▶ Task details: I would like every record printed again, exactly as shown.
======== Data to examine ========
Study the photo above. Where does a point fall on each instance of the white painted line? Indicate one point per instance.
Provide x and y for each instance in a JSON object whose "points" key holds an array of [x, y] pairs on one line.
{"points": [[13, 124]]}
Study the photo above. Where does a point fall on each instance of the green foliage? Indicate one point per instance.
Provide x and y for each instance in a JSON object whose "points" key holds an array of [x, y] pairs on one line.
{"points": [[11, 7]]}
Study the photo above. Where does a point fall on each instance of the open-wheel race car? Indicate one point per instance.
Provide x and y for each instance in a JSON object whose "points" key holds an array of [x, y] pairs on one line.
========
▶ Solution:
Study the photo above. Where does a point fall on each instance of the white painted line? Indicate one point per instance.
Provide x and y for each instance in a JSON object whose "points" key holds an array of [x, y] pairs on one line.
{"points": [[13, 124]]}
Study the photo above. Where does a point fall on each instance of the green foliage? Indicate one point per instance.
Provide x and y for each instance in a JSON object whose "points" key holds an array of [x, y] pairs on one line.
{"points": [[11, 7]]}
Study the photo above. Where does a point fall on each instance of the open-wheel race car? Indicate one point per instance.
Provide x and y for each instance in a JSON object whose "points" key holds an array of [x, y] pairs on one line.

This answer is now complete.